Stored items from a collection
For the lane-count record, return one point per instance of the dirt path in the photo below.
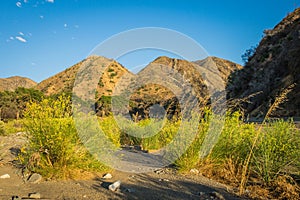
(167, 184)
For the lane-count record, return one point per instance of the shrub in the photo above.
(277, 150)
(53, 139)
(2, 128)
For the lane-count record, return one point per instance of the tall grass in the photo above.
(265, 154)
(53, 148)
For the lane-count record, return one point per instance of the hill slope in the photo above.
(215, 69)
(12, 83)
(64, 81)
(274, 67)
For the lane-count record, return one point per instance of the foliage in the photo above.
(278, 148)
(248, 54)
(53, 140)
(2, 128)
(13, 103)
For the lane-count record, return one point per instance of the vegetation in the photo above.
(12, 104)
(270, 152)
(54, 148)
(249, 53)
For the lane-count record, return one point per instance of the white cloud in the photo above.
(19, 4)
(21, 39)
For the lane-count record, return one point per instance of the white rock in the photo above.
(107, 176)
(35, 178)
(115, 186)
(5, 176)
(194, 171)
(35, 195)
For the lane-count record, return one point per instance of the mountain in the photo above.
(12, 83)
(146, 89)
(273, 68)
(64, 81)
(202, 76)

Exercise description:
Transcribe every record exactly and omit each image.

Answer space:
For the lane-count record, return one point per instance of the dirt path in the photo below.
(167, 184)
For the lane-count record, return one point per instance of the shrub in the photo above.
(277, 150)
(53, 139)
(2, 128)
For the lane-count record, return one point per instance of the tall grass in the photo above.
(265, 154)
(53, 148)
For the lane-count record, return one point per instance of the hill slope in the photo above.
(215, 69)
(12, 83)
(64, 81)
(274, 67)
For the lane-count record, return one point per instance of the foliage in the photo above.
(278, 148)
(248, 54)
(53, 140)
(2, 128)
(13, 103)
For the lane-count record, return one point per instance of the vegetation in the photo above.
(12, 104)
(270, 152)
(54, 148)
(249, 53)
For the lane-count record, return one point per instance of the white cloud in the photo above.
(19, 4)
(21, 39)
For the lane-count record, return one point per instance of the white rock in the photo above.
(107, 176)
(35, 178)
(115, 186)
(5, 176)
(194, 171)
(35, 195)
For the lane-count record, return one point per instance of the mountain in the photo above.
(12, 83)
(146, 89)
(273, 68)
(64, 81)
(202, 76)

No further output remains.